EXERCISE GOAL: Reproduce only this part of the listing: the line with "the boy's raised", plus every line after it through the last.
□ □ □ □
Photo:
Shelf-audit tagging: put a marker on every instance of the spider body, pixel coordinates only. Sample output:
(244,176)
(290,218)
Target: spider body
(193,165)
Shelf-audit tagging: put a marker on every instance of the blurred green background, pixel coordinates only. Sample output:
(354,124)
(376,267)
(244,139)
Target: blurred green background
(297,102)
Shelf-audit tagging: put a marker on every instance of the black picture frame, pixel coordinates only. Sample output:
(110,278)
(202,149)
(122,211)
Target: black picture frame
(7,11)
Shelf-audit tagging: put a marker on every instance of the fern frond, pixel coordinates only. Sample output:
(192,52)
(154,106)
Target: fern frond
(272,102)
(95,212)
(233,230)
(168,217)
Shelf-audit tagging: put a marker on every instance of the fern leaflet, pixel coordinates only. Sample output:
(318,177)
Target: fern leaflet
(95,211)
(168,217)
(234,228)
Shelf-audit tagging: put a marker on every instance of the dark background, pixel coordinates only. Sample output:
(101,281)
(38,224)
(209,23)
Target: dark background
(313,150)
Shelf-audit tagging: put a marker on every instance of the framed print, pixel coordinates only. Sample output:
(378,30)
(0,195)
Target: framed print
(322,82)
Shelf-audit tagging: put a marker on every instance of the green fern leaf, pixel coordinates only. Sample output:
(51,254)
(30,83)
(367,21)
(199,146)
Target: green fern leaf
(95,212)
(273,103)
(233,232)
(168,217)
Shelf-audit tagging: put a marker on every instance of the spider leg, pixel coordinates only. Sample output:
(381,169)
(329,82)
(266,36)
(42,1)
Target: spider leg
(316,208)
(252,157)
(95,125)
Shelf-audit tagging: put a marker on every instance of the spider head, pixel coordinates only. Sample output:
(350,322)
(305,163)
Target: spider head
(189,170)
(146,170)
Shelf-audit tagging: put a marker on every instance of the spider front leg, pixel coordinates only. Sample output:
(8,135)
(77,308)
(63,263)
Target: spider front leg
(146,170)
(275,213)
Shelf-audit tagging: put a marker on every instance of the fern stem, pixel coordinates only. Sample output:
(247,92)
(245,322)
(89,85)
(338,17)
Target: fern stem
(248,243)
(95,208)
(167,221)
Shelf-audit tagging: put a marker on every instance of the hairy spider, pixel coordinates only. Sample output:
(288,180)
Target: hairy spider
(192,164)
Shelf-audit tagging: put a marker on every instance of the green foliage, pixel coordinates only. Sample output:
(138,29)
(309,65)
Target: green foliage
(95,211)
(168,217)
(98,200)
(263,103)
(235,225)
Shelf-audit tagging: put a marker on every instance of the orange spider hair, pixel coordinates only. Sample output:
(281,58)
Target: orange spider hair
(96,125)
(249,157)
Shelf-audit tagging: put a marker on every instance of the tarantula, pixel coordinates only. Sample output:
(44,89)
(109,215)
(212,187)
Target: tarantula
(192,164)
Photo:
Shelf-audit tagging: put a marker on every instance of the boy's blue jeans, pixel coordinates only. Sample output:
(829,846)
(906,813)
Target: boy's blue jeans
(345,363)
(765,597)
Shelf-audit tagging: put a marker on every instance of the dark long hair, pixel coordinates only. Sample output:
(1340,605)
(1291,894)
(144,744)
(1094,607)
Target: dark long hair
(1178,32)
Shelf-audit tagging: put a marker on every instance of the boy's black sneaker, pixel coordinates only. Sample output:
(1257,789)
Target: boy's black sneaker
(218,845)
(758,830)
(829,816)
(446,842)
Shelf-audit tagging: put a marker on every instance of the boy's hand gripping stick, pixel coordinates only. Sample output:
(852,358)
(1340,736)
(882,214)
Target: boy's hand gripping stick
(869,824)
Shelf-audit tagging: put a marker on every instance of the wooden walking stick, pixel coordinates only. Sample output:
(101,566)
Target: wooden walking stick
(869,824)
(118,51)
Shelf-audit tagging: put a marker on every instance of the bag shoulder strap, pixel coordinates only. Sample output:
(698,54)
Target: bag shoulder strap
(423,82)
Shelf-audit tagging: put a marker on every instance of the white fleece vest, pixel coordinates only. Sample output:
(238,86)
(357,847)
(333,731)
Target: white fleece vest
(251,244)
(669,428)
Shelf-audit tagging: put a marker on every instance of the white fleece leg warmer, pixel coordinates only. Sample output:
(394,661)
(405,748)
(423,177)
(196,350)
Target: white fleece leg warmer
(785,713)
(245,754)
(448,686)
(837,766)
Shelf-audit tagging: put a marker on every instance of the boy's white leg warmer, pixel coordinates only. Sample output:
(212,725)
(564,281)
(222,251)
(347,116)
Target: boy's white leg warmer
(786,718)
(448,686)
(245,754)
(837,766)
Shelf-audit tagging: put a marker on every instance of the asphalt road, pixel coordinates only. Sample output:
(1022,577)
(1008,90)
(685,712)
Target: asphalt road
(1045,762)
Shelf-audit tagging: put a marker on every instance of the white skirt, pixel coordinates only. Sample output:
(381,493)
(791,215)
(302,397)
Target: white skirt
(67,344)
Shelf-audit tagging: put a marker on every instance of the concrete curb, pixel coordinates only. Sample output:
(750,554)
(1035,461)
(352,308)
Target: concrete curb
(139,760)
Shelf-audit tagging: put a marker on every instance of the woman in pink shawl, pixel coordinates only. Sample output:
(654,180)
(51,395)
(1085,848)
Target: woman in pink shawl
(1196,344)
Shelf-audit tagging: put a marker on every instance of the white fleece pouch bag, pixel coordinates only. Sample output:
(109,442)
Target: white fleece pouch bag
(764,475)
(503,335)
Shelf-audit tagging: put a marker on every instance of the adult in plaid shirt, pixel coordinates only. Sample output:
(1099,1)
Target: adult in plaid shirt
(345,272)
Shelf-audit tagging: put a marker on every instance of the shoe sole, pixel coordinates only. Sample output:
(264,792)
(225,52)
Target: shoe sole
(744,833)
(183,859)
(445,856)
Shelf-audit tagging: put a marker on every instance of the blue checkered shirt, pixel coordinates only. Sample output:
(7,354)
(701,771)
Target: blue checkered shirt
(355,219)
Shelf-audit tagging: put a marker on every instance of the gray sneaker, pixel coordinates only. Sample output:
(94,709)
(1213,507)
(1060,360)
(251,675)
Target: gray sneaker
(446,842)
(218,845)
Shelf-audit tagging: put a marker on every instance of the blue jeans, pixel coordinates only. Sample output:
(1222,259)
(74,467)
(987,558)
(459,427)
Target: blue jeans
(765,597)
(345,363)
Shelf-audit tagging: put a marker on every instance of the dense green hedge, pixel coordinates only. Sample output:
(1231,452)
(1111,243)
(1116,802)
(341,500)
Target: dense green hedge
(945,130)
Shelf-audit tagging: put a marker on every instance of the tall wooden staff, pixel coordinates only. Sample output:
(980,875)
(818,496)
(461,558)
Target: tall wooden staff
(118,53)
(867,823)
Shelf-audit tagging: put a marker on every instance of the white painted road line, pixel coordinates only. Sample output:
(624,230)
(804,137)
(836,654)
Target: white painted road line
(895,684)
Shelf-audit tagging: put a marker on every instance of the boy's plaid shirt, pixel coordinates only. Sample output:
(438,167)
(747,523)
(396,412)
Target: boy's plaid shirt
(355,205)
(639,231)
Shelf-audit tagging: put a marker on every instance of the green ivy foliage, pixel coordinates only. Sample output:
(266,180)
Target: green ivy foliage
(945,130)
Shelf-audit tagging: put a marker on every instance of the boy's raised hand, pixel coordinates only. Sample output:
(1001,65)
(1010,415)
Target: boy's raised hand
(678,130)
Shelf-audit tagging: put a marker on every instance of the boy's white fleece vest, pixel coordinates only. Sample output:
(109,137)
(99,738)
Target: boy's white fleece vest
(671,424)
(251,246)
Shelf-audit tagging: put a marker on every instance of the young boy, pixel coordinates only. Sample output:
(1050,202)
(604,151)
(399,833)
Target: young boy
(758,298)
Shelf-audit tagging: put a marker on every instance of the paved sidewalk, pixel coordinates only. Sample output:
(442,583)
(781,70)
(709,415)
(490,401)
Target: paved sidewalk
□ □ □ □
THE SOLUTION:
Shelf-audit tagging: put a marker on every instance of the boy's raised hand, pixel coordinates only. Sample output:
(1001,65)
(1010,415)
Target: boy's raised hand
(678,130)
Shelf-audit tagging: put a marker on every instance of the boy's white fleece vest, pixel coordinates only. Sample output:
(109,137)
(99,738)
Target: boy's white fleece vest
(671,424)
(251,246)
Shelf-audit tagging: put a marker on every instance of the young boy, pixel coordinates only. Sample output:
(1050,202)
(604,151)
(399,833)
Target: young boy
(758,298)
Shelf-audit tagging: put a marker on every instance of the paved sidewalk, pixel coordinates only. Sample output:
(442,583)
(781,70)
(709,415)
(490,401)
Target: paved sidewalk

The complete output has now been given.